O amor é uma imagem da nossa vida. Tanto o primeiro quanto a segunda estão sujeitos às mesmas revoluções e mudanças. A sua juventude é resplandecente, alegre e cheia de esperanças porque somos felizes por sermos jovens assim como somos felizes por amar. Este agradabilíssimo estado leva-nos a procurar outros bens muito sólidos. Não nos contentamos nessa fase da vida com o facto de subsistirmos, queremos progredir, ocupamo-nos com os meios para nos aperfeiçoarmos e para assegurar a nossa boa sorte. Procuramos a proteção dos ministros, mostrando-nos solícitos e não aguentamos que outrem queira o mesmo que temos em vista. Este estímulo cumula-nos de mil trabalhos e esforços que logo se apagam quando alcançamos o desejado. Todas as nossas paixões ficam então satisfeitas e nem por sombras podemos imaginar que a nossa felicidade tenha fim.

● ● ● ●

(O que fazer):
a – Indique se cada afirmação concorda com o trecho sobre o amor, respondendo sim ou não e citando as palavras decisivas do trecho: (i) o amor e a vida estão sujeitos às mesmas revoluções e mudanças; (ii) na juventude contentamo-nos com o facto de subsistirmos; (iii) os trabalhos e esforços apagam-se quando alcançamos o desejado.
b – De acordo com o trecho sobre o amor, de quem procuramos a proteção?
c – Dê seguimento ao trecho sobre o amor, começando logo após a sua última frase.

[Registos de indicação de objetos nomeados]
● ● ● ●

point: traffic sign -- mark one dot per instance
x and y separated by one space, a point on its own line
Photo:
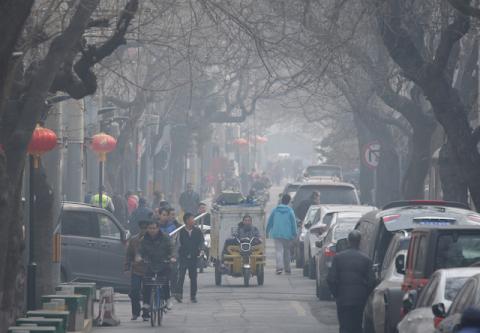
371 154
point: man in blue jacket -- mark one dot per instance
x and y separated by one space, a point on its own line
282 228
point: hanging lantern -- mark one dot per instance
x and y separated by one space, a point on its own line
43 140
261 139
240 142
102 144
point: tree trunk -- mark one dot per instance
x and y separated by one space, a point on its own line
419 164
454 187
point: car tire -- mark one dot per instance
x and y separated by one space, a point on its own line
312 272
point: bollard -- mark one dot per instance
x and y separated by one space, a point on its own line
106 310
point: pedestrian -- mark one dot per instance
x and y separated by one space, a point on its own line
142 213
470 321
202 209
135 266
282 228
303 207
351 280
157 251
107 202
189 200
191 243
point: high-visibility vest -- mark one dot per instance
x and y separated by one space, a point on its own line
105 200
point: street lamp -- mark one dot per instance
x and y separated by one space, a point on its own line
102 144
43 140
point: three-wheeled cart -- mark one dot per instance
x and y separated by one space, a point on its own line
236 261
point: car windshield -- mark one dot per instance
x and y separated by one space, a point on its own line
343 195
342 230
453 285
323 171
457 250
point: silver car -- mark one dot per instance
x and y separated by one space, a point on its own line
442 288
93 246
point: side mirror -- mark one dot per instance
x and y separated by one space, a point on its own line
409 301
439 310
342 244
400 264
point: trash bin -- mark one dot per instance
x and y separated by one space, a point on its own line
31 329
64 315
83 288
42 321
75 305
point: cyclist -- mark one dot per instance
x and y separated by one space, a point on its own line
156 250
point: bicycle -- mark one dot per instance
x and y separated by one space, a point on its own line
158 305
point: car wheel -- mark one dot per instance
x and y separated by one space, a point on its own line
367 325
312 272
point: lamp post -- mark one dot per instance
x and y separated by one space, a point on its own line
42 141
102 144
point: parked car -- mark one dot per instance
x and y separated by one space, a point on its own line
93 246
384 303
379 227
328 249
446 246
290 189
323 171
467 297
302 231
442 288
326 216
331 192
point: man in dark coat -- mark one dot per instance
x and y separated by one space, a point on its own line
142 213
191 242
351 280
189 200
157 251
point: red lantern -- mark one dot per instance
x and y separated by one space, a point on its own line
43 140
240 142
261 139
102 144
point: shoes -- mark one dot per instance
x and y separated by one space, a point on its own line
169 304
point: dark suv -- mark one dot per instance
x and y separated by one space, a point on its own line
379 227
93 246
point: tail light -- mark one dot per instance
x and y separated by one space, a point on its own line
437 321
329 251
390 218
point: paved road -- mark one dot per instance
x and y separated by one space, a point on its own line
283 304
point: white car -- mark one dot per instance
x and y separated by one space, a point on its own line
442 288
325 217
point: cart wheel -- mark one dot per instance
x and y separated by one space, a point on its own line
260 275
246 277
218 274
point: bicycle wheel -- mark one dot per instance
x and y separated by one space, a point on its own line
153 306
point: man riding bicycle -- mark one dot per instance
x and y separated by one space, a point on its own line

● ● ● ●

(Respostas esperadas):
a –
(i) Sim: "Tanto o primeiro quanto a segunda estão sujeitos às mesmas revoluções e mudanças."
(ii) Não: "Não nos contentamos nessa fase da vida com o facto de subsistirmos"
(iii) Sim: "Este estímulo cumula-nos de mil trabalhos e esforços que logo se apagam quando alcançamos o desejado."

b – Dos ministros.

c –
No entanto, esta felicidade raramente dura muito e fatiga-se da graça da novidade. Para possuirmos o que desejámos não paramos de desejar mais e mais. Habituamo-nos ao que temos, mas os mesmos haveres não conservam o seu preço, como nem sempre nos tocam do mesmo modo. Mudamos imperceptivelmente sem disso nos darmos conta. O que já adquirimos torna-se parte de nós mesmos e sofreríamos muito com a sua perda, mas já não somos sensíveis ao prazer de conservar o adquirido. A alegria já não é viva, procuramos noutro lado que não naquele que tanto desejámos.
Esta inconstância involuntária acontece com o tempo que, sem querermos, não perdoa: mexe no nosso amor e na nossa vida. Apaga sub-repticiamente dia-a-dia algo da nossa juventude e da nossa alegria, destruindo os nossos maiores encantos. Tornamo-nos mais circunspectos e juntamos negócios às paixões. O amor já não subsiste por si mesmo, indo alimentar-se de ajudas exteriores. Este estado do amor corresponde àquela idade em que começamos a ver por onde devemos acabar com ele, mas não temos a força para acabar diretamente.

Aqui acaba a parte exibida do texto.